[[ THE DATA open ]]

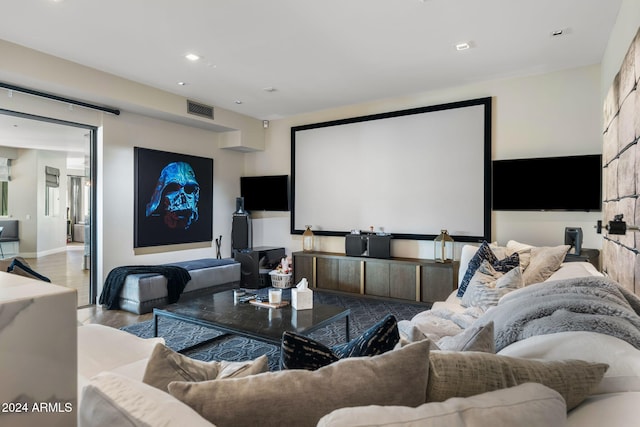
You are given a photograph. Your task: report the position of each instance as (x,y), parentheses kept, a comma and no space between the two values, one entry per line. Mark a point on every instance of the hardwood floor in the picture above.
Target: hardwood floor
(113,318)
(66,269)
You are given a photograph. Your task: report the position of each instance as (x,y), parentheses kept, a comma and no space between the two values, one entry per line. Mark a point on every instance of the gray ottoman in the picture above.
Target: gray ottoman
(142,293)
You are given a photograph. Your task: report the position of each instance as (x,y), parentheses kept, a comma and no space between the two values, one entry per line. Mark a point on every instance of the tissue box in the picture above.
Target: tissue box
(301,300)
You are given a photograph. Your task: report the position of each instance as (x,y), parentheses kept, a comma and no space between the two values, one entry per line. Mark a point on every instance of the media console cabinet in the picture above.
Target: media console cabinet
(419,280)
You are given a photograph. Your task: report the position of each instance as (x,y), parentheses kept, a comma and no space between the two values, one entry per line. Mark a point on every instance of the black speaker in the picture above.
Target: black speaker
(573,237)
(249,268)
(239,205)
(241,232)
(355,245)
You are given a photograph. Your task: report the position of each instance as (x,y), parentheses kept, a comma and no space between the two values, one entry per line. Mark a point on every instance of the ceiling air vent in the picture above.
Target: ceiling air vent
(199,109)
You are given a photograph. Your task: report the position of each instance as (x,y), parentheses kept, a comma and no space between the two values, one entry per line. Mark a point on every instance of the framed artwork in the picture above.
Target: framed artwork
(173,198)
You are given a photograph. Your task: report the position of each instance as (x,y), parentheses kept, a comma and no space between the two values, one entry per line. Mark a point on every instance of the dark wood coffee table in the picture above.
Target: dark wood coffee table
(219,311)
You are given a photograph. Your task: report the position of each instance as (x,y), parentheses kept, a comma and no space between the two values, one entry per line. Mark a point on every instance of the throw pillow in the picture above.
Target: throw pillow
(378,339)
(23,269)
(300,397)
(484,252)
(300,352)
(532,404)
(114,400)
(488,285)
(166,365)
(475,338)
(544,262)
(522,249)
(463,374)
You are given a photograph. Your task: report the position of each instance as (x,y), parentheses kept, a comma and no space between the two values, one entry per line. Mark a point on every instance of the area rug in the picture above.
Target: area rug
(364,313)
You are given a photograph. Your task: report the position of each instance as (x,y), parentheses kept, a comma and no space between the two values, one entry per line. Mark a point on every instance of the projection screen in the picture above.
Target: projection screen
(409,173)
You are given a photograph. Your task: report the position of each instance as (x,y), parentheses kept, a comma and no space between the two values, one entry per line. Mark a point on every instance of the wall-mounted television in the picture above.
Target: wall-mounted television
(265,193)
(569,183)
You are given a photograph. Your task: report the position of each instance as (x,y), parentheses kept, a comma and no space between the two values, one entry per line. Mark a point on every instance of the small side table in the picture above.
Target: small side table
(586,255)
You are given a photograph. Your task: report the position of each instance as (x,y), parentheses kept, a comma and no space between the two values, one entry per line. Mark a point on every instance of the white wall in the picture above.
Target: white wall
(173,130)
(535,116)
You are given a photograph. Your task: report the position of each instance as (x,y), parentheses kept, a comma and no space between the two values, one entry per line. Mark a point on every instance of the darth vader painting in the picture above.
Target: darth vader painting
(174,195)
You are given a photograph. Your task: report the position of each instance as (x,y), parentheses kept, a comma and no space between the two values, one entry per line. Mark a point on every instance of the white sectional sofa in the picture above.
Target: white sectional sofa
(396,387)
(116,392)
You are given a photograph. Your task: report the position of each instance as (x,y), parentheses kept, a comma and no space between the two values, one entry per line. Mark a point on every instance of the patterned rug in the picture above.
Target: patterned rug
(365,312)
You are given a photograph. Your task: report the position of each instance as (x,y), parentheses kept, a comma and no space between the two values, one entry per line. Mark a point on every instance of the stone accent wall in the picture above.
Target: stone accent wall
(621,164)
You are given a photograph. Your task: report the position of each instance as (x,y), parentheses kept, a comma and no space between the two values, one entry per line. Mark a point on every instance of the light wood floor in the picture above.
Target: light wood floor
(66,269)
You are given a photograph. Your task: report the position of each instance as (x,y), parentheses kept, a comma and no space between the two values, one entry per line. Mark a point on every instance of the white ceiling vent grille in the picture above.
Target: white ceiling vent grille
(199,109)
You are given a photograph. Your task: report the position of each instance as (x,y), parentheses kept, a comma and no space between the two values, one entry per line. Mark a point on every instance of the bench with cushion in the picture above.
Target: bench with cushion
(142,293)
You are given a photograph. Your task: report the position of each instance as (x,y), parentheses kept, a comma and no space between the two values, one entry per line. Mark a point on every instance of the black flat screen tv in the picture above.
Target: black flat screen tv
(265,193)
(570,183)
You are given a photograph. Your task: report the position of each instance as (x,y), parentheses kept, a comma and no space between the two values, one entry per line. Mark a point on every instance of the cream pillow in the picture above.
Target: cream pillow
(487,286)
(463,374)
(166,365)
(544,262)
(114,400)
(522,249)
(623,358)
(474,338)
(533,405)
(300,397)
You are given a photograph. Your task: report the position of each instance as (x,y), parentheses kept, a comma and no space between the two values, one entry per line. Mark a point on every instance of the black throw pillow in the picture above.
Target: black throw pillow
(301,352)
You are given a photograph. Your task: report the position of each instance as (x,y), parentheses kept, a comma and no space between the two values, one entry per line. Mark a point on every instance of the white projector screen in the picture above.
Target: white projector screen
(409,173)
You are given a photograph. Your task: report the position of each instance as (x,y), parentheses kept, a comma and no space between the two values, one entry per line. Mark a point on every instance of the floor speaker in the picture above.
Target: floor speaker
(249,268)
(241,232)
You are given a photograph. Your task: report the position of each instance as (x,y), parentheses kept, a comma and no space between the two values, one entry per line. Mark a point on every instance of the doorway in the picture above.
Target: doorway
(56,221)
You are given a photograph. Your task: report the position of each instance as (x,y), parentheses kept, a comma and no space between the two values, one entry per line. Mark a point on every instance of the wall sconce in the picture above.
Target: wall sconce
(617,226)
(443,247)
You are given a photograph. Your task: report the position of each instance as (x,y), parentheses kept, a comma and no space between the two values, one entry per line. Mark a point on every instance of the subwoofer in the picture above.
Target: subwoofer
(249,268)
(241,227)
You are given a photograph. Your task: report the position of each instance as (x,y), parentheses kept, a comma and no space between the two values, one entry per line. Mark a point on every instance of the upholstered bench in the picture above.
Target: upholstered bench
(142,293)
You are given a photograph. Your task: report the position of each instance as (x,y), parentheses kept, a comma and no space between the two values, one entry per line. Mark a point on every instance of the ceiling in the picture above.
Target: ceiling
(278,58)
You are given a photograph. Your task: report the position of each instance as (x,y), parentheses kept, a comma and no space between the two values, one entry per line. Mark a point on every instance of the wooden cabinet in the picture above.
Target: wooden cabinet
(400,278)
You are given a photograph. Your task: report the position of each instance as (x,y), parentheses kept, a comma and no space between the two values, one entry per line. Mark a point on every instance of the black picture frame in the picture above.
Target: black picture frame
(173,198)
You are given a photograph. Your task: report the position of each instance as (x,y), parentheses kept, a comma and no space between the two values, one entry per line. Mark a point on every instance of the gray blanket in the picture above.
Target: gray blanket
(596,304)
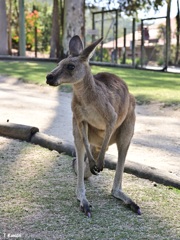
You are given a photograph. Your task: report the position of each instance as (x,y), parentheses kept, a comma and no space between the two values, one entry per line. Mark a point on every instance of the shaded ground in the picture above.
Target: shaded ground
(38,202)
(156,141)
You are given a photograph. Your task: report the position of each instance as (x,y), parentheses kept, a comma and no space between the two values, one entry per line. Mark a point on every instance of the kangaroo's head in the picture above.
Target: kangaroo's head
(73,68)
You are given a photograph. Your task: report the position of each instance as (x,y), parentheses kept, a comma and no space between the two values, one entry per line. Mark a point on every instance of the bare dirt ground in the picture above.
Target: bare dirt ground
(156,141)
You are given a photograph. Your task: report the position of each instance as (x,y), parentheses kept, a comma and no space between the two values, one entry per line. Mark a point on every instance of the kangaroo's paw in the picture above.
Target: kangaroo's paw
(86,208)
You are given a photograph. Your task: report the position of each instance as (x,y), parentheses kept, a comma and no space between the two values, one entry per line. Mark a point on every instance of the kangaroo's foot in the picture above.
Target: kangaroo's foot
(128,202)
(100,162)
(93,167)
(85,207)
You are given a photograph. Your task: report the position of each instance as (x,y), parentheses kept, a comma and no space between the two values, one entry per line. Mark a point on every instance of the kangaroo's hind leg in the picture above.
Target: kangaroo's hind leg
(124,136)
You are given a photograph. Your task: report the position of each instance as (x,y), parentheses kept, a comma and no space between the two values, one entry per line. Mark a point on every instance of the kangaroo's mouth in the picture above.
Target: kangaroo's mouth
(51,80)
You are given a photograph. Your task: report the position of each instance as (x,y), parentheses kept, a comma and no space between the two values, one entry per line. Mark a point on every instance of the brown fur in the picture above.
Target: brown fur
(103,114)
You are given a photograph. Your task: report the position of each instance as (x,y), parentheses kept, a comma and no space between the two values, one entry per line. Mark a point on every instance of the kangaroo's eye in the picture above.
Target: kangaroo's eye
(70,67)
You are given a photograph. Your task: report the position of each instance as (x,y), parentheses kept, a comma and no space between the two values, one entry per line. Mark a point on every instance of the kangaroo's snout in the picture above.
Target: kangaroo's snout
(50,79)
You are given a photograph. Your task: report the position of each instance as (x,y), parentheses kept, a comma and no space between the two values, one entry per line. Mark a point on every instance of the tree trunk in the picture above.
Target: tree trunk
(74,21)
(168,34)
(3,29)
(177,33)
(55,30)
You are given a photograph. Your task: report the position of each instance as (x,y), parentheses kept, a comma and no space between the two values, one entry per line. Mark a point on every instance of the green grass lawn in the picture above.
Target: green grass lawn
(147,86)
(38,200)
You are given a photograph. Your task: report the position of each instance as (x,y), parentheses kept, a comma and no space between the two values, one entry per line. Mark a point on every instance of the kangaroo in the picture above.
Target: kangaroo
(103,114)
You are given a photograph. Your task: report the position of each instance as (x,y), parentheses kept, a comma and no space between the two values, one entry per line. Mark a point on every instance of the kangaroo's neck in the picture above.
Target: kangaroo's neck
(86,85)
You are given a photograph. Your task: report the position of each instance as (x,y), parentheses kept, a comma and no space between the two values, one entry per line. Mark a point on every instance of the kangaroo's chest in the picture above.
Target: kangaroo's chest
(91,115)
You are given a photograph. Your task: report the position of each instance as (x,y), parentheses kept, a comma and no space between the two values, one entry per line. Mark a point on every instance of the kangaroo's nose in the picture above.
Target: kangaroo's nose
(49,78)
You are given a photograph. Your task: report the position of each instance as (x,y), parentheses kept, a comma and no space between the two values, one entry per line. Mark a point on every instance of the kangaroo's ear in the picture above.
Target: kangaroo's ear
(75,46)
(89,51)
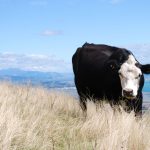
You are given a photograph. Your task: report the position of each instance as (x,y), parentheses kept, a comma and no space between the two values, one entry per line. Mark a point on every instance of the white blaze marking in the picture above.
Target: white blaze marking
(130,76)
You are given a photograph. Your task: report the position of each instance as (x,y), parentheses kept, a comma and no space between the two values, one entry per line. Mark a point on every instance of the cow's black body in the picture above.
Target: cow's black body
(96,78)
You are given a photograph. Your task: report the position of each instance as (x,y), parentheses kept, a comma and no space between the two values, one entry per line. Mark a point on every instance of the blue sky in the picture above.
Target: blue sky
(55,28)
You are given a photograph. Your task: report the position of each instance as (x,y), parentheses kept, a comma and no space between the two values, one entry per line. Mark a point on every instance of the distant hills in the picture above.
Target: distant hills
(46,79)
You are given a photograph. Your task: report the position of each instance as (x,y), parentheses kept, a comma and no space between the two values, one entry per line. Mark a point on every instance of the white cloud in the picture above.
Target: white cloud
(116,1)
(141,52)
(51,32)
(34,62)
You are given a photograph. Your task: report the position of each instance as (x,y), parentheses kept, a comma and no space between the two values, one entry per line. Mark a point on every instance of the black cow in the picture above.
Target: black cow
(106,72)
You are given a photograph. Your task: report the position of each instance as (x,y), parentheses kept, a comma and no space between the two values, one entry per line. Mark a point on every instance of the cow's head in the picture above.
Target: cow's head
(130,74)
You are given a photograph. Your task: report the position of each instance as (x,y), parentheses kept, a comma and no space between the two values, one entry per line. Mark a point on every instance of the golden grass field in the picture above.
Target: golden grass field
(34,118)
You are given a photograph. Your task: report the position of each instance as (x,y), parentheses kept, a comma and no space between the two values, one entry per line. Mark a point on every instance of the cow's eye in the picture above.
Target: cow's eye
(138,76)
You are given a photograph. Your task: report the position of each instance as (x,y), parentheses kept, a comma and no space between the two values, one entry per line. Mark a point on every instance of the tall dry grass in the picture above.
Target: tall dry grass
(33,118)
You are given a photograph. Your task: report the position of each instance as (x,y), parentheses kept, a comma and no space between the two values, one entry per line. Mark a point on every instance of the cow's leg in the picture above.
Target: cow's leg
(83,104)
(138,108)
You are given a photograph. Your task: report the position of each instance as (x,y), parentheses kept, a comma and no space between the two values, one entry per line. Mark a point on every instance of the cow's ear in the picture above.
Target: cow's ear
(113,65)
(145,68)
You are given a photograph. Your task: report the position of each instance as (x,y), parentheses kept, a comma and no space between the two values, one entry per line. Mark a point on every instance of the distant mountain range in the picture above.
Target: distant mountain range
(46,79)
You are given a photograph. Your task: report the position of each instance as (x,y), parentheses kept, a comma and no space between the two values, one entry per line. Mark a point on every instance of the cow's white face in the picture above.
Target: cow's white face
(130,75)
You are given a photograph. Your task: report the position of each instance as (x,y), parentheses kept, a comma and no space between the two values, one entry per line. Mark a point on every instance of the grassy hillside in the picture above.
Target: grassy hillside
(37,119)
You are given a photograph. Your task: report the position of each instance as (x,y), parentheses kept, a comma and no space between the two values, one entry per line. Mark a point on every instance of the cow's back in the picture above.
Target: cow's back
(89,65)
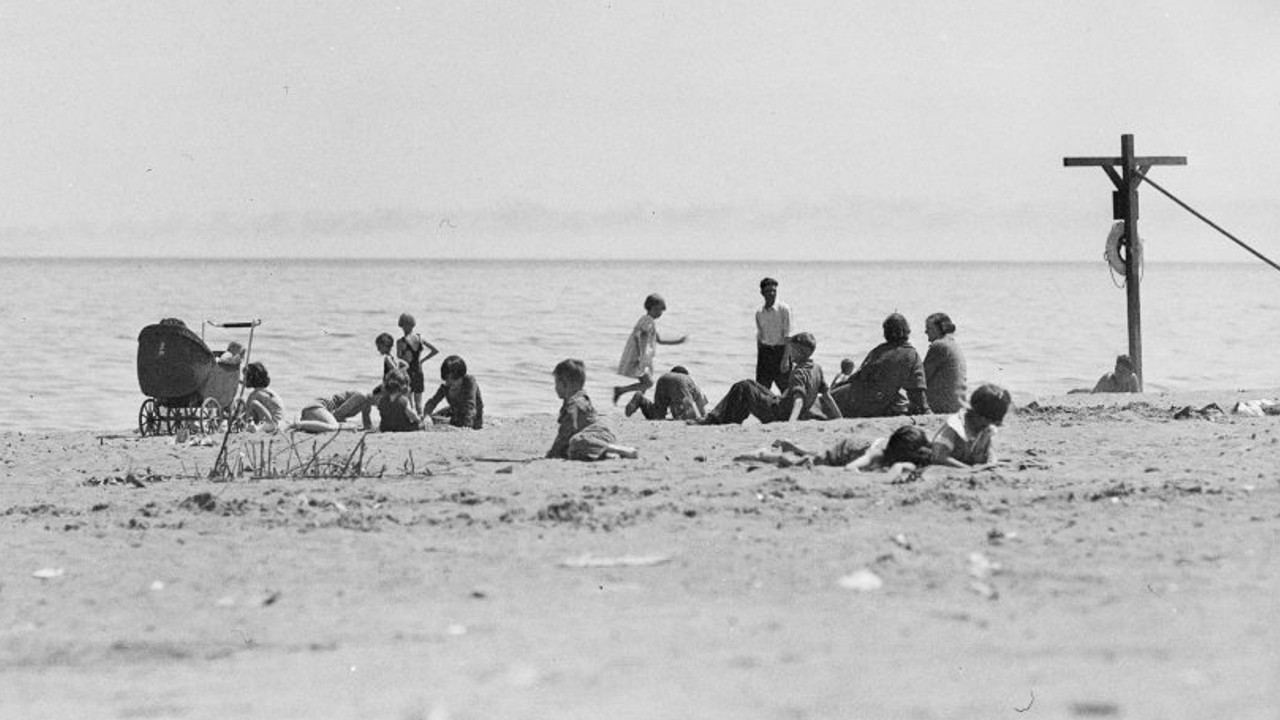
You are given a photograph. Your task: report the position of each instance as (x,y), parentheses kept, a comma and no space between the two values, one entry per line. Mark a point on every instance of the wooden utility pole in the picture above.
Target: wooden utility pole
(1124,206)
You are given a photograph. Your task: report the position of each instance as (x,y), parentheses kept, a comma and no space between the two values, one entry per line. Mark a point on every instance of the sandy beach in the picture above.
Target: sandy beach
(1120,564)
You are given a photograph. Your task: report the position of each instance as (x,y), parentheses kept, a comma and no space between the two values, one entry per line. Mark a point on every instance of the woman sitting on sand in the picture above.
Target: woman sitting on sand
(906,449)
(263,406)
(891,369)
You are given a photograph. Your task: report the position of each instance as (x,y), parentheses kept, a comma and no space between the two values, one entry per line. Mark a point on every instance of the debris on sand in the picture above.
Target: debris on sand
(862,580)
(588,560)
(1207,413)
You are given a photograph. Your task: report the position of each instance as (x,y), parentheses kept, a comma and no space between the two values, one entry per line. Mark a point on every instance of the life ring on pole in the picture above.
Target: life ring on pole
(1112,250)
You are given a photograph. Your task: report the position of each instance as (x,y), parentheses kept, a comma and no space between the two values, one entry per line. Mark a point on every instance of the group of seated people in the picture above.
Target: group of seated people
(458,391)
(891,381)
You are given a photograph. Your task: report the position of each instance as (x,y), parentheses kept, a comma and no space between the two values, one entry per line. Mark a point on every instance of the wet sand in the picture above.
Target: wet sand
(1120,564)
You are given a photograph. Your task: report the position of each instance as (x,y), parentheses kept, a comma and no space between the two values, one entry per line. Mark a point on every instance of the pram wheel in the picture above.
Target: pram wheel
(210,415)
(149,418)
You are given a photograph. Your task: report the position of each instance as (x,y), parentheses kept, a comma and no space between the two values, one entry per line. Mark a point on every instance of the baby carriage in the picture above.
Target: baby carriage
(188,386)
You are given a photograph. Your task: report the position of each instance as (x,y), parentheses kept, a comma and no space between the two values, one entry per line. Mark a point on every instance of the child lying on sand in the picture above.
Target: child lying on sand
(906,449)
(580,436)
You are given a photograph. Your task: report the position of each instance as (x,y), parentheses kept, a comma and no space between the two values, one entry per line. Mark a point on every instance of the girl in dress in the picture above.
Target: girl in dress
(641,346)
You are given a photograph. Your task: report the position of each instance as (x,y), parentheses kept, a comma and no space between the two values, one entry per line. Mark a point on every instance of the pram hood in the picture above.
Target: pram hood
(173,361)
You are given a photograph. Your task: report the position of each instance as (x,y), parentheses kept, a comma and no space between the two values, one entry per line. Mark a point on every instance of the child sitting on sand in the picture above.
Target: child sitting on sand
(384,342)
(462,393)
(396,411)
(581,436)
(263,406)
(906,449)
(1121,379)
(676,392)
(641,345)
(965,438)
(846,370)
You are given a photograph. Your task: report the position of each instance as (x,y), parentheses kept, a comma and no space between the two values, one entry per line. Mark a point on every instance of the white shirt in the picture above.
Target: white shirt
(773,324)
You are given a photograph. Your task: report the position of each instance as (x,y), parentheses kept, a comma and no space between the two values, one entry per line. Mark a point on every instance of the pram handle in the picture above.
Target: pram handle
(245,324)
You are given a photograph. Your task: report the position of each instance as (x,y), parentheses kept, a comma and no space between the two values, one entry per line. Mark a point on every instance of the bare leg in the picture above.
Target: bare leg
(357,402)
(641,384)
(316,420)
(621,451)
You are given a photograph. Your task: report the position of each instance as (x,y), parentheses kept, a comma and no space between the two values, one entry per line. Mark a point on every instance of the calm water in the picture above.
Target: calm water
(69,327)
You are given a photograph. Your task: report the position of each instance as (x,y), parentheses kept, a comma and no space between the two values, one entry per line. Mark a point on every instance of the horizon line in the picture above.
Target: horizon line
(593,260)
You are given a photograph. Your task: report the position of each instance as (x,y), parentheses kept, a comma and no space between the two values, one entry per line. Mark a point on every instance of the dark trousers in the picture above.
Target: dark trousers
(746,397)
(768,365)
(649,409)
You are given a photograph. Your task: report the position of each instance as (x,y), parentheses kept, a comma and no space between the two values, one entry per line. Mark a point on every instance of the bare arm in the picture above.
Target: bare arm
(430,349)
(676,341)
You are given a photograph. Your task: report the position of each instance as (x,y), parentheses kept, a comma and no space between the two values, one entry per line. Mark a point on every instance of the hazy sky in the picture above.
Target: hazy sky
(887,130)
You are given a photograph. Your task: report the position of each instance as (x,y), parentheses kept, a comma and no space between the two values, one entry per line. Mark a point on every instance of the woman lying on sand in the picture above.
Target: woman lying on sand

[[ THE DATA closed ]]

WHAT YOU NEED TO DO ▸ Each line from the one containing "line in the picture above." to the last line above must be returned exactly, and no line outside that range.

ANSWER SPACE ▸
You are given a photograph. Your task: report the position of each instance as (x,y), parentheses kept, a comma and no space between the two values, one entry per line. Mark a point on every instance of the horizon line in the picture above.
Target: horizon line
(593,260)
You are given a photograph. Your task: report the position of each instance as (x,y), parentheses kept, a comma and no space between the two values, one entry per line. Mark a point on every instance of the dark trousers in the picture above.
Target: dark trousers
(746,397)
(768,365)
(649,409)
You are given a photograph. Your task: report the position of each instance as (x,y), parentheses kept, a comma and no space between the two values, one entry per line. Mark a point on every instance of the bare arm in the picture above.
Target: bare arm
(430,349)
(676,341)
You are given a photograph. Your task: report the position of each instance as (x,y), parentheses kept, a comma and no space between the two values, one entry per line. Mark a point on every instance of the hazy sky in the picture above.
Target: hazy sky
(887,130)
You are given a photograph. Your task: report the position of each instance as (x,y), parentheses kept, a comma and no space between the two values, one entry per line. Mark a point on every instance of the woman lying on sand in the picture above.
Target: woman lying on sand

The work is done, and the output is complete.